• **DOCUMENT PASSAGE**:
--
When a headache comes on, many people blame stress or lack of sleep. However, evidence suggests that hangovers can be brought on not just by alcohol, but by certain foods. The link is controversial, especially since the few studies on the matter have been inconclusive. However, for people who suffer from migraines and tension-type headaches, many report fewer symptoms if they eliminate certain "trigger" foods from their diet.
Ellen Loughrin, 51 years old, said to the Wall Street Journal that she started seeing a doctor after suffering from migraines, fatigue, and vertigo. Her visits prompted her to stop eating pizza, onions, oranges, yogurt and peanut butter, one of her favorite foods. A year later, her symptoms were drastically reduced.
Researchers believe that tyramine, a commonly occurring chemical in food, may be a possible culprit. However, the studies have found it difficult to pinpoint a specific biological link. Headaches can be triggered from a number of different factors, like weather or sleep, in combination with a food item. What triggers headaches in one person, like cheese, may not do so in another. What's more, because symptoms can appear as late as 48 hours after the ingestion of a certain food, it can make it even more difficult to finger a particular food.
However, researchers believe that they may have begun to shade in some clues. Tyramine can build up in foods that have been aged, fermented or stored for a long period of time. Other common culprits are foods with nitrates, like processed meats; citrus; yeast; soy products; monosodium glutamate, or MSG; and caffeine and alcohol, even in small amounts.
While the link may cause some to be skeptical, as many as 50 percent of migraine sufferers say that their pain has caused them to change their diets. Skeptics should also note that, while alcohol is commonly regarded as the main cause of hangovers, evidence has not pinpointed a link between the two.
--
• **SUPPLIED RECORDS**:
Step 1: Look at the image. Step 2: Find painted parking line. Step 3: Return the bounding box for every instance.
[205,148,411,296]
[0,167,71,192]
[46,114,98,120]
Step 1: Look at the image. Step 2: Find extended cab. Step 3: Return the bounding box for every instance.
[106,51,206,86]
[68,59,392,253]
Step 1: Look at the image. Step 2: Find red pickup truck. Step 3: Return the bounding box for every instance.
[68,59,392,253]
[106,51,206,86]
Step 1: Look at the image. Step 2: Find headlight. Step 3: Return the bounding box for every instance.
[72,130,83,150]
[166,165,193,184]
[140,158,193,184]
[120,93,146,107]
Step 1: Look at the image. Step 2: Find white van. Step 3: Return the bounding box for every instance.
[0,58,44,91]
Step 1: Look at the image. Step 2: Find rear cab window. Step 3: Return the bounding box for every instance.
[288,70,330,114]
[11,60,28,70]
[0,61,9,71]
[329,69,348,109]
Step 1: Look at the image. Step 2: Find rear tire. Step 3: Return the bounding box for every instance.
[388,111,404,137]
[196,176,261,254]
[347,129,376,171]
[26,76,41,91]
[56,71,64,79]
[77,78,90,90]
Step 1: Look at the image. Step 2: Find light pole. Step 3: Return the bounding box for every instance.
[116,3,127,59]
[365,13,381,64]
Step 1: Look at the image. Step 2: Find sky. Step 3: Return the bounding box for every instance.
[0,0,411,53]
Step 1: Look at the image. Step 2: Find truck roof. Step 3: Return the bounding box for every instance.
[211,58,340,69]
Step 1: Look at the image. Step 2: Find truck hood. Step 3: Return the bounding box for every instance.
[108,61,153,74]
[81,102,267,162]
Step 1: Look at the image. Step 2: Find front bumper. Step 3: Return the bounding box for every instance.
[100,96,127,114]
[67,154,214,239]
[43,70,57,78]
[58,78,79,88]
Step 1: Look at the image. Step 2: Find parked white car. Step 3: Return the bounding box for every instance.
--
• **HOW TO COMPLETE THIS TASK**:
Return the part of the headache article starting with "Researchers believe that tyramine, a" and going on through "a particular food.", word for word. The lines have nothing to do with the headache article.

• **RESULT OF THE TASK**:
Researchers believe that tyramine, a commonly occurring chemical in food, may be a possible culprit. However, the studies have found it difficult to pinpoint a specific biological link. Headaches can be triggered from a number of different factors, like weather or sleep, in combination with a food item. What triggers headaches in one person, like cheese, may not do so in another. What's more, because symptoms can appear as late as 48 hours after the ingestion of a certain food, it can make it even more difficult to finger a particular food.